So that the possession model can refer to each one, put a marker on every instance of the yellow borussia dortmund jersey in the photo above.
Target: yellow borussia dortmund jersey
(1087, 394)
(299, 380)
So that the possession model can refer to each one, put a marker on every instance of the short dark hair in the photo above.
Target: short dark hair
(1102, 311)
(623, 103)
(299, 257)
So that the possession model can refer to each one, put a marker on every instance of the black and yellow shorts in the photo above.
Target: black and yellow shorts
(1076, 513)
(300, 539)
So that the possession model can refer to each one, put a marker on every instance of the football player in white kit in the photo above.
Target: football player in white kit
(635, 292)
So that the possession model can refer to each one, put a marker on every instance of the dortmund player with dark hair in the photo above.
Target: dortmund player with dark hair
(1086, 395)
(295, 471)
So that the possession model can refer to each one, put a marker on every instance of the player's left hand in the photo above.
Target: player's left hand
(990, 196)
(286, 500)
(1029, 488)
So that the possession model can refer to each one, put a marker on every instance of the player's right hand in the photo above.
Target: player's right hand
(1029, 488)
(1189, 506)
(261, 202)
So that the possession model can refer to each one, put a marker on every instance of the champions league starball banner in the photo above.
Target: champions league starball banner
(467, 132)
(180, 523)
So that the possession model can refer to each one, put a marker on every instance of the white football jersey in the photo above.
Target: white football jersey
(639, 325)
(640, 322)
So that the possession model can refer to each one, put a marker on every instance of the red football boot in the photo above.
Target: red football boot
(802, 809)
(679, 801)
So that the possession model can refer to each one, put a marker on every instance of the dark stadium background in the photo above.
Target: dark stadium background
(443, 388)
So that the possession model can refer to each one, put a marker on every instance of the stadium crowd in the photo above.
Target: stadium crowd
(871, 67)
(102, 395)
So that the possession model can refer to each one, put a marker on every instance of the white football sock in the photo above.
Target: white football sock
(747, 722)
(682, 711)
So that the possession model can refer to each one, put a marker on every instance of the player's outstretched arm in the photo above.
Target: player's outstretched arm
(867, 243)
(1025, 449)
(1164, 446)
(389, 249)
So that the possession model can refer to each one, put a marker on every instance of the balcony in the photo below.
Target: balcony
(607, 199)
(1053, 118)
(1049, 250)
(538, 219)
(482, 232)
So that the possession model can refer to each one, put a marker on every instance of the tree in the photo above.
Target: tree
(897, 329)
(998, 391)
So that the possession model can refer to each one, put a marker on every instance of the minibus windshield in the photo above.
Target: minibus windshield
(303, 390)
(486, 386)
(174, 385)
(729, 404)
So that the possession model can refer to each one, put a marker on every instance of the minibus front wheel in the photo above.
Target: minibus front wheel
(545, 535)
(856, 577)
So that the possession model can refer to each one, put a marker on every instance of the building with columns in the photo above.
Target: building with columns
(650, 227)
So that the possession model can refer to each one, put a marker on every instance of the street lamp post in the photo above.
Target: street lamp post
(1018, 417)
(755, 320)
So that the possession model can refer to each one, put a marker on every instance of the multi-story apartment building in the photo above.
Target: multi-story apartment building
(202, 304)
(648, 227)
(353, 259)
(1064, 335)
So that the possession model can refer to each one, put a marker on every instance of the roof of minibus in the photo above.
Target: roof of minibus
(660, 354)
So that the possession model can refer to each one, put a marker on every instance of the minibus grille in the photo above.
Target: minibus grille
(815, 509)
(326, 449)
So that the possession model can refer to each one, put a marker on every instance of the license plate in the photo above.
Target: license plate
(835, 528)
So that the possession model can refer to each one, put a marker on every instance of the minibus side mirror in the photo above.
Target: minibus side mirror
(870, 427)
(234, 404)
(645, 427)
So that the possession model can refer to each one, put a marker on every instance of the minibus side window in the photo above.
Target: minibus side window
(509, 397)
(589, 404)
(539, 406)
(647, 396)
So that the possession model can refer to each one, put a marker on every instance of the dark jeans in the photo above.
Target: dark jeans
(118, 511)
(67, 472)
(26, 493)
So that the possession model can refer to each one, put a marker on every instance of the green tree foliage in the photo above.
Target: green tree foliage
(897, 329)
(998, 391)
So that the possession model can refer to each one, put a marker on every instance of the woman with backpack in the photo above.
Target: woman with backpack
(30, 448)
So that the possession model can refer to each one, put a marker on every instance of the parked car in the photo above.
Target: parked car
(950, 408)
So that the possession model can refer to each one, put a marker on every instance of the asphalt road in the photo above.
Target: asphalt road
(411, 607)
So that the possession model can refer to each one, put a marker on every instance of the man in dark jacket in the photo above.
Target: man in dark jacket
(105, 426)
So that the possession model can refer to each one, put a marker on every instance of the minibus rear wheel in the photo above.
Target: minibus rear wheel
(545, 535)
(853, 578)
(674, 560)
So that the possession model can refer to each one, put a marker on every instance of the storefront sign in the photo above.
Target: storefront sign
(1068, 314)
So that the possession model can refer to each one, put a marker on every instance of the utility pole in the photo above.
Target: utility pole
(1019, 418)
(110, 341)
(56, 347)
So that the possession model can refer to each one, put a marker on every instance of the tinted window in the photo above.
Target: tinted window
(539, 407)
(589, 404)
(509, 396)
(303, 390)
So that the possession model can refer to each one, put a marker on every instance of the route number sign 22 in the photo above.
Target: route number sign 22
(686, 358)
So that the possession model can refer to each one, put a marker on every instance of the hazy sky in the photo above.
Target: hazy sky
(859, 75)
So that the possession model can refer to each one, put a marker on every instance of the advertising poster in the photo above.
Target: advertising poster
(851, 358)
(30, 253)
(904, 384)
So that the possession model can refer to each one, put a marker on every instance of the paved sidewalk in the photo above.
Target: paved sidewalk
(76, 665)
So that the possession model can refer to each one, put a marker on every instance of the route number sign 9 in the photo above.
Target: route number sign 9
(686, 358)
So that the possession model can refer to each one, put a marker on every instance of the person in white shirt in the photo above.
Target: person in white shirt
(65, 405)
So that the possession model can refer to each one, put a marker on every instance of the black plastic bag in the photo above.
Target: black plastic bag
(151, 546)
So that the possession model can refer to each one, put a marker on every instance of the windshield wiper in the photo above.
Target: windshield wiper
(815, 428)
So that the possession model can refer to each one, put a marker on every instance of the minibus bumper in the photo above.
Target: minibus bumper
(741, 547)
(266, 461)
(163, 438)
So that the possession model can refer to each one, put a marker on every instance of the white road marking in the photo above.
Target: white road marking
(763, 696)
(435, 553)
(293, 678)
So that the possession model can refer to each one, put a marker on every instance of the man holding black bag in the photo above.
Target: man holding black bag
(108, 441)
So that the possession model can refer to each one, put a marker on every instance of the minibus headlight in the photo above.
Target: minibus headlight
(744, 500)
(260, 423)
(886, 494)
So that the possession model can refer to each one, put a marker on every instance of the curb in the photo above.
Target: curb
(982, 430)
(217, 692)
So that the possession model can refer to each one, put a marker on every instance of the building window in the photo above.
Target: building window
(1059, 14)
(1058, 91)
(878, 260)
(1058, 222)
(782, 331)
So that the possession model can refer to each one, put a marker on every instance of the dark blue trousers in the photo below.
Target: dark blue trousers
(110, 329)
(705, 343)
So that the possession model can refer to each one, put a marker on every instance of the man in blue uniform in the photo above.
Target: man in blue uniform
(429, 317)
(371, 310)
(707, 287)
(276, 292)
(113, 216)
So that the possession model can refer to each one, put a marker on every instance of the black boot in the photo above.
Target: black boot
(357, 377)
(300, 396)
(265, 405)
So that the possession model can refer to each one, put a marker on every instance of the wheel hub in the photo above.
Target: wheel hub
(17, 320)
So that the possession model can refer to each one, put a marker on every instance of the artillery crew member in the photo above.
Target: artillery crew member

**Written exercise**
Please recast every line of the rows above as a JSON list of strings, with one string per line and blank lines left out.

**Exercise response**
[
  "So that the possession model can refer to each one, put a marker on every instance of the yellow borussia dortmund jersey in the photo above.",
  "Target: yellow borussia dortmund jersey",
  "(1087, 394)",
  "(299, 380)",
  "So that the possession model can refer to each one, put a marker on every instance of the short dark hair in the photo above.",
  "Target: short dark hair",
  "(1102, 311)",
  "(623, 103)",
  "(299, 257)",
  "So that the possession model can refer to each one, put a marker on every instance of the black and yellow shorts in the photo above.",
  "Target: black and yellow shorts",
  "(1076, 513)",
  "(300, 539)",
  "So that the possession model can refer to each one, put a marker on every instance of the football player in white kit in the photo above.",
  "Target: football player in white kit",
  "(635, 292)",
  "So that the possession model can refer to each one, put a marker on every instance of the dortmund player with dark hair in the photo above.",
  "Target: dortmund player with dark hair",
  "(1086, 395)",
  "(295, 471)",
  "So that the possession model can refer to each one, put a marker on every instance of the player's left hand in the photo above.",
  "Target: player's left hand",
  "(990, 196)",
  "(286, 500)",
  "(1029, 488)",
  "So that the possession model can refer to each one, put a marker on every instance of the player's right hand in the photo above.",
  "Target: player's right hand",
  "(1029, 488)",
  "(1189, 506)",
  "(261, 202)",
  "So that the possession model can refer to each one, put a marker on every instance of the champions league starball banner in the photo above.",
  "Target: champions league starball banner",
  "(467, 132)",
  "(180, 523)",
  "So that the possession model can refer to each one, put a marker on every instance of the white football jersey in the photo above.",
  "Target: white football jersey",
  "(639, 325)",
  "(640, 322)",
  "So that the possession model can refer to each one, put a marker on every instance of the red football boot in the photo above.",
  "Target: red football boot",
  "(802, 809)",
  "(679, 801)",
  "So that the possession model can refer to each one, put a marker on every instance of the dark stadium background in the photo above.",
  "Target: dark stadium background",
  "(443, 388)",
  "So that the possession model can refer to each one, put a marker on every instance of the stadium crowd in the photo above.",
  "Target: stadium crowd",
  "(871, 67)",
  "(102, 395)",
  "So that the possession model can refer to each one, put a marker on every instance of the white football sock in the photo above.",
  "Target: white football sock",
  "(747, 722)",
  "(682, 711)",
  "So that the possession model can refer to each one, put a marker on every instance of the player's outstretched arm in the photo above.",
  "Target: player's outstretched arm",
  "(867, 243)",
  "(1025, 449)",
  "(1164, 446)",
  "(389, 249)",
  "So that the possession model can refer to each one, put a marker on every instance of the balcony in the photo below.",
  "Target: balcony",
  "(607, 199)",
  "(1053, 118)",
  "(1049, 250)",
  "(538, 219)",
  "(482, 232)",
  "So that the possession model can refer to each one, put a marker on every instance of the tree in the photo above.",
  "Target: tree",
  "(897, 329)",
  "(998, 391)",
  "So that the possession model can refer to each one, put a marker on every instance of the minibus windshield in the photo above.",
  "Target: minibus windshield",
  "(303, 390)",
  "(486, 386)",
  "(174, 385)",
  "(729, 404)",
  "So that the possession model can refer to each one, put a marker on every instance of the minibus front wheel in the photo above.",
  "Target: minibus front wheel",
  "(545, 535)",
  "(856, 577)",
  "So that the possession model can refer to each one, put a marker on every instance of the building with columns in the photo above.",
  "Target: building with columns",
  "(650, 227)",
  "So that the possession model can refer to each one, put a marker on every instance of the street lamp post in the photo above.",
  "Target: street lamp post",
  "(1018, 417)",
  "(755, 320)",
  "So that the possession model can refer to each one, put a marker on every instance of the multi-story apartment building in the photo above.",
  "Target: multi-story apartment building",
  "(202, 304)",
  "(648, 227)",
  "(353, 259)",
  "(1064, 335)",
  "So that the possession model can refer to each one, put a marker on every instance of the roof of minibus in the photo above.",
  "Target: roof of minibus",
  "(660, 354)",
  "So that the possession model can refer to each one, put a marker on every instance of the minibus grille in the photo above.",
  "Target: minibus grille",
  "(815, 509)",
  "(326, 449)",
  "So that the possession model can refer to each one, put a marker on every instance of the license plate in the photo above.",
  "Target: license plate",
  "(835, 528)",
  "So that the possession model can refer to each one, put a marker on every instance of the minibus side mirror in the photo above.",
  "Target: minibus side mirror",
  "(870, 427)",
  "(234, 404)",
  "(645, 427)",
  "So that the possession model can refer to each one, put a marker on every instance of the minibus side window in the photo above.",
  "Target: minibus side window",
  "(509, 397)",
  "(589, 404)",
  "(539, 406)",
  "(647, 396)",
  "So that the possession model can refer to each one, put a marker on every instance of the dark jeans in the photo above.",
  "Target: dark jeans",
  "(118, 511)",
  "(67, 472)",
  "(26, 493)",
  "So that the possession model can refer to each one, put a marker on every instance of the green tree foliage in the photo above.",
  "Target: green tree foliage",
  "(897, 329)",
  "(998, 391)",
  "So that the possession model can refer to each one, put a marker on every instance of the woman with backpack in the photo above.",
  "Target: woman with backpack",
  "(30, 448)",
  "So that the possession model can refer to each one, put a marker on every instance of the parked car in the photo above.",
  "Target: parked car",
  "(950, 408)",
  "So that the possession model can refer to each one, put a marker on every instance of the asphalt road in the photo above.",
  "Target: asphalt road",
  "(411, 607)",
  "So that the possession model can refer to each one, put a marker on every instance of the man in dark jacket in the photo above.",
  "Target: man in dark jacket",
  "(105, 426)",
  "So that the possession model can refer to each one, put a marker on every instance of the minibus rear wheel in the photo above.",
  "Target: minibus rear wheel",
  "(545, 535)",
  "(853, 578)",
  "(674, 560)",
  "So that the possession model can refer to each one, put a marker on every instance of the storefront sign in the photo above.",
  "Target: storefront sign",
  "(1068, 314)",
  "So that the possession model can refer to each one, put a marker on every instance of the utility pole in the photo above.",
  "Target: utility pole",
  "(1019, 418)",
  "(110, 341)",
  "(56, 347)",
  "So that the possession model can refer to each one, put a marker on every instance of the tinted window in the photo above.",
  "Target: tinted window",
  "(539, 407)",
  "(589, 404)",
  "(509, 396)",
  "(303, 390)",
  "So that the possession model can refer to each one, put a marker on every instance of the route number sign 22 in the photo above.",
  "Target: route number sign 22",
  "(686, 358)",
  "So that the possession model can refer to each one, put a marker on every instance of the hazy sky in the photo above.",
  "Target: hazy sky",
  "(859, 75)",
  "So that the possession model can refer to each one, put a marker on every instance of the advertising poster in the photo above.",
  "Target: advertising poster",
  "(851, 358)",
  "(30, 253)",
  "(904, 384)",
  "So that the possession model can refer to each one, put a marker on every instance of the paved sidewalk in the photo above.",
  "Target: paved sidewalk",
  "(76, 665)",
  "So that the possession model can refer to each one, put a marker on every instance of the route number sign 9 in the photo above.",
  "Target: route number sign 9",
  "(686, 358)",
  "So that the possession model can refer to each one, put a marker on every instance of the person in white shirt in the photo above.",
  "Target: person in white shirt",
  "(65, 405)",
  "So that the possession model can refer to each one, put a marker on every instance of the black plastic bag in the photo above.",
  "Target: black plastic bag",
  "(151, 546)",
  "So that the possession model can refer to each one, put a marker on every instance of the windshield wiper in the photo above.",
  "Target: windshield wiper",
  "(815, 428)",
  "So that the possession model can refer to each one, put a marker on every instance of the minibus bumper in the photo above.",
  "Target: minibus bumper",
  "(741, 547)",
  "(266, 461)",
  "(163, 438)",
  "So that the possession model can refer to each one, put a marker on every instance of the white road marking in the photo above.",
  "Target: white road marking",
  "(763, 696)",
  "(435, 553)",
  "(293, 678)",
  "So that the possession model can refer to each one, put a marker on every instance of the man holding black bag in the photo above.",
  "Target: man holding black bag",
  "(108, 441)",
  "So that the possession model can refer to each one, put a marker on every instance of the minibus headlight in the photo above.",
  "Target: minibus headlight",
  "(744, 500)",
  "(260, 423)",
  "(886, 494)",
  "So that the possession model can refer to each one, put a marker on every instance of the curb in the photo above.",
  "Target: curb",
  "(982, 430)",
  "(217, 692)",
  "So that the possession model can refer to each one, put a marker on every instance of the building window in the photo above.",
  "Target: building window",
  "(1059, 14)",
  "(1058, 91)",
  "(878, 260)",
  "(1058, 222)",
  "(782, 331)",
  "So that the possession model can refer to each one, put a marker on every instance of the dark blue trousers in the photo below.",
  "Target: dark blue trousers",
  "(110, 329)",
  "(705, 343)",
  "So that the possession model can refer to each one, put a marker on every instance of the man in blue uniform in the photo above.",
  "Target: man in blue uniform",
  "(429, 317)",
  "(371, 310)",
  "(707, 287)",
  "(276, 292)",
  "(113, 216)",
  "So that the possession model can refer to each one, put a marker on every instance of the black boot in the photo above.",
  "Target: black boot",
  "(357, 377)",
  "(300, 396)",
  "(265, 405)",
  "So that the possession model can refer to each one, put a marker on every instance of the wheel hub in the photo above.",
  "Target: wheel hub",
  "(17, 320)",
  "So that the possession model can refer to each one, put a marker on every instance of the artillery crew member in the photo above.",
  "Target: artillery crew member"
]